> _Work task 1_
In the sustainability text, what is the EU's recovery plan designed to boost?
> _Work task 2_
Recast the paragraph of the sustainability text that begins "At the same time" as a short list of the forces it names.
> _Work task 3_
Rewrite the sustainability text from "Sustainability Regulatory Horizon (PDF)" to "impetus for change.", putting "customers" in place of "consumers".

> _Given text_
Sustainability Regulatory Horizon (PDF)
The Sustainability Regulatory Horizon
Sustainability has been rising up the corporate agenda in recent years. Business leaders are recognising both their responsibility to build more sustainable companies and the commercial benefits of doing so, with consumers increasingly favouring corporations with stronger ethical credentials.
At the same time, international accords such as the Paris climate agreement, pressure from some of the world's biggest investors, the shareholder/stakeholder debate and concern among central banks over the impact of climate change on financial stability are creating further impetus for change.
While it would have been easy for sustainability to take a back seat in the rush to repair economies damaged by COVID-19, the pandemic has strengthened the resolve of governments and corporations to ‘build back better’. The EU’s recovery plan is designed to boost sustainable technologies and business models, while the election of Joe Biden is already re-establishing the US as a key player in the response to the global climate emergency.
Against this backdrop, regulators are devising ways to incentivise more sustainable practices. Measures have been introduced to drive higher sustainability standards via global trade agreements, corporate finance, M&A and supply-chain management, with further developments on the horizon.

> _Dataset entries_
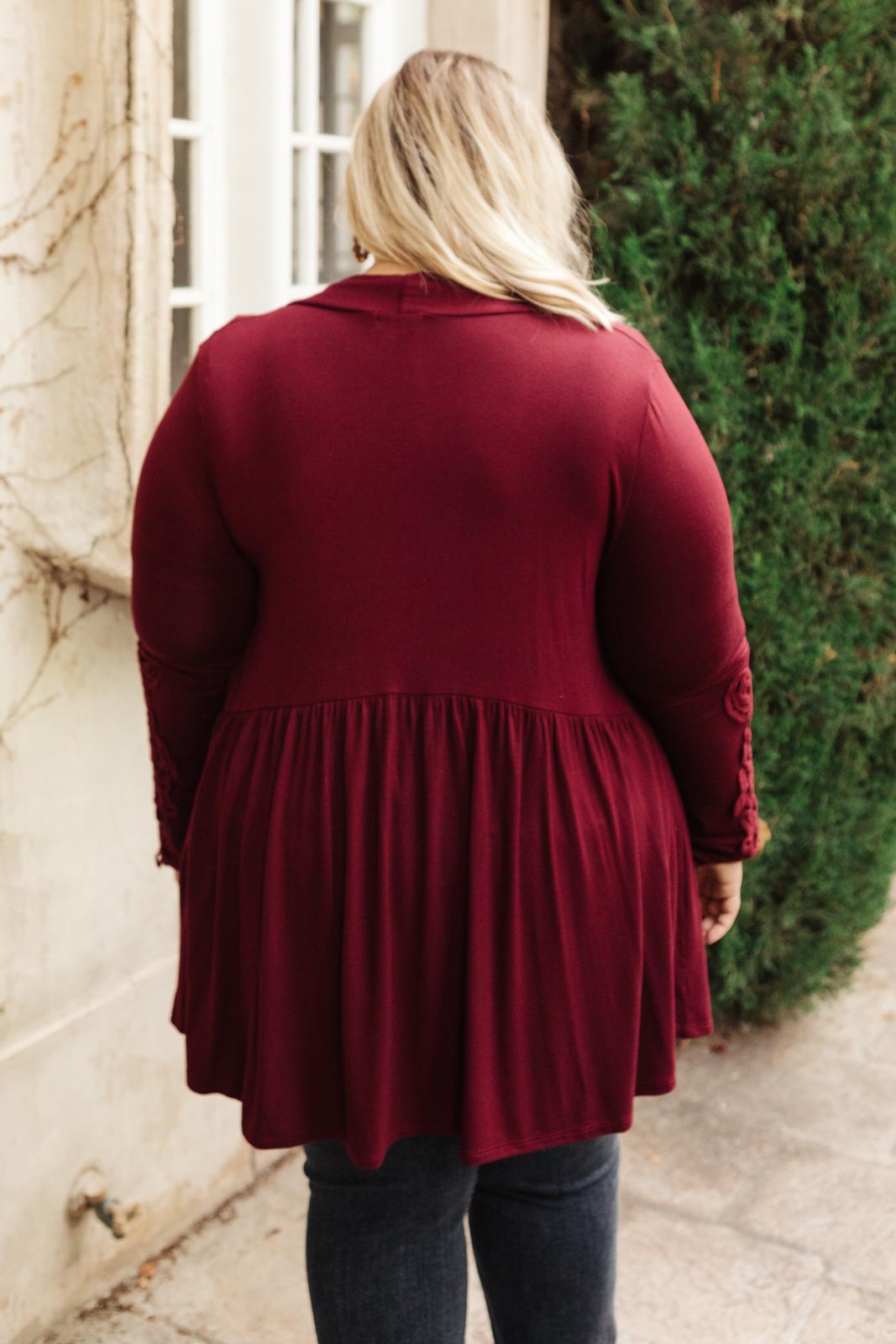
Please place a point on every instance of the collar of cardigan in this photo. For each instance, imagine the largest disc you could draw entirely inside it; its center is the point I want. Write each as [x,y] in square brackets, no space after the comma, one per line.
---
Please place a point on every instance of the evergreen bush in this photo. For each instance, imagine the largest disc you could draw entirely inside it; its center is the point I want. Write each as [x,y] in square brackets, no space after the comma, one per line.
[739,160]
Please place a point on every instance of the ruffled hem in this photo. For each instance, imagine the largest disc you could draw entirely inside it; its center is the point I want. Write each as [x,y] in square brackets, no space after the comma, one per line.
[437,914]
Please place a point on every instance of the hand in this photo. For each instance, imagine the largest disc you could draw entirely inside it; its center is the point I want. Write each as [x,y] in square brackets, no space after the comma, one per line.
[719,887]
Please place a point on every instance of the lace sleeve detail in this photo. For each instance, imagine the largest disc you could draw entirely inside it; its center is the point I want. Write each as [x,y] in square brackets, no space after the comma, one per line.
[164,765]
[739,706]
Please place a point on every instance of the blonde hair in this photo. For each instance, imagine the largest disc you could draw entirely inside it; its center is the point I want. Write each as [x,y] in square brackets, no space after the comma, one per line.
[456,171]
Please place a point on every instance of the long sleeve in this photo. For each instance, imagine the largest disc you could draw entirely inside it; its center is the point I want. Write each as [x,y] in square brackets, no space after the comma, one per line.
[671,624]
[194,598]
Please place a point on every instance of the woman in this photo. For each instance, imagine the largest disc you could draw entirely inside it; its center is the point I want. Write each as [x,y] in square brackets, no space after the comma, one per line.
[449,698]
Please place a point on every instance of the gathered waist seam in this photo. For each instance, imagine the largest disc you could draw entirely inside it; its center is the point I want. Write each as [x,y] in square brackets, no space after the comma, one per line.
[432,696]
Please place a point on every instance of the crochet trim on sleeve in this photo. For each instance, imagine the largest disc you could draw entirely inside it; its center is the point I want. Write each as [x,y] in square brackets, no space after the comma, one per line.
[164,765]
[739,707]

> _Task solution 1_
Sustainable technologies and business models.

> _Task solution 2_
Forces creating further impetus for change:
- International accords such as the Paris climate agreement
- Pressure from some of the world's biggest investors
- The shareholder/stakeholder debate
- Central banks' concern over the impact of climate change on financial stability

> _Task solution 3_
Sustainability Regulatory Horizon (PDF)
The Sustainability Regulatory Horizon
Sustainability has been rising up the corporate agenda in recent years. Business leaders are recognising both their responsibility to build more sustainable companies and the commercial benefits of doing so, with customers increasingly favouring corporations with stronger ethical credentials.
At the same time, international accords such as the Paris climate agreement, pressure from some of the world's biggest investors, the shareholder/stakeholder debate and concern among central banks over the impact of climate change on financial stability are creating further impetus for change.